(Section du document)

%%

Source : Enquête sur le développement des enfants à la maternelle, Institut de la statistique du Québec, 2023

Plus de diagnostics… et de préoccupations

Pendant toute la durée du parcours primaire et secondaire, les garçons sont plus nombreux que les filles à présenter une classification « HDAA » – handicap, difficultés d’apprentissage ou difficultés d’adaptation. Par exemple, au début du primaire, les garçons sont deux fois plus nombreux que les filles à présenter des difficultés d’adaptation (TDAH, trouble de l’opposition, etc.). Lorsqu’on sonde les parents d’élèves, ceux-ci sont plus préoccupés par l’avenir de leurs garçons que par l’avenir de leurs filles.

Anxiété, idées noires, alcool

À l’adolescence, les jeunes filles sont beaucoup plus nombreuses à rapporter de l’anxiété, de la dépression et des idées noires, mais l’écart s’atténue ou disparaît au début de l’âge adulte, selon un sondage mené auprès de 17 000 Québécois de 12 à 25 ans, en 2023, par l’équipe de la Dre Généreux. « Avec le temps, les garçons ont tendance à être plus enclins à rapporter une consommation excessive d’alcool », ajoute la Dre Généreux, professeure à l’Université de Sherbrooke.

Plus de détresse… dès 50 ans

« Est-ce vrai de dire que les jeunes femmes ou les femmes plus âgées souffrent plus, présentent plus de détresse psychologique que les hommes ? La réponse est oui... mais pas tant que ça », poursuit la Dre Mélissa Généreux. Ce sont 12 % des hommes québécois de 18 à 34 ans qui jugent leur santé mentale passable à mauvaise, comparativement à 15 % des femmes du même âge. À partir de 50 ans, les hommes sont plus nombreux que les femmes à avoir une perception négative de leur santé mentale (11 % des hommes de 50 à 64 ans, comparativement à 7 % des femmes).

%%

(Tâches à réaliser)
**1.** Dans l'extrait sur la santé des garçons et des filles, énumérez les catégories que regroupe la classification « HDAA ».
**2.** Recopiez tout le passage de l'extrait sur la santé des garçons et des filles, depuis « Anxiété, idées noires, alcool » jusqu'à « l’Université de Sherbrooke. » inclus.

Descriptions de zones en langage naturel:
%%

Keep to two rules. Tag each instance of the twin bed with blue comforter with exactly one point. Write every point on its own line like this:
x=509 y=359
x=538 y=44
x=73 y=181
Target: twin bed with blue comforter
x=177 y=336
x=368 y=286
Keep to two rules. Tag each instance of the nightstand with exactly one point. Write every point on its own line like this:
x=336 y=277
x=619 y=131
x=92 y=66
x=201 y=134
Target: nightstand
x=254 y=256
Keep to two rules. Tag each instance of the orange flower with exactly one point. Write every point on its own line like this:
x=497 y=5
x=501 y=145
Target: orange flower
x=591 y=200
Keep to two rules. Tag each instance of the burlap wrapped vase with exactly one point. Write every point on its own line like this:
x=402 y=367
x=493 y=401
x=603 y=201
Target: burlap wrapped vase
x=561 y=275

%%

(Corrigé de l'exercice)
**1.** handicap ; difficultés d'apprentissage ; difficultés d'adaptation

**2.**
Anxiété, idées noires, alcool

À l’adolescence, les jeunes filles sont beaucoup plus nombreuses à rapporter de l’anxiété, de la dépression et des idées noires, mais l’écart s’atténue ou disparaît au début de l’âge adulte, selon un sondage mené auprès de 17 000 Québécois de 12 à 25 ans, en 2023, par l’équipe de la Dre Généreux. « Avec le temps, les garçons ont tendance à être plus enclins à rapporter une consommation excessive d’alcool », ajoute la Dre Généreux, professeure à l’Université de Sherbrooke.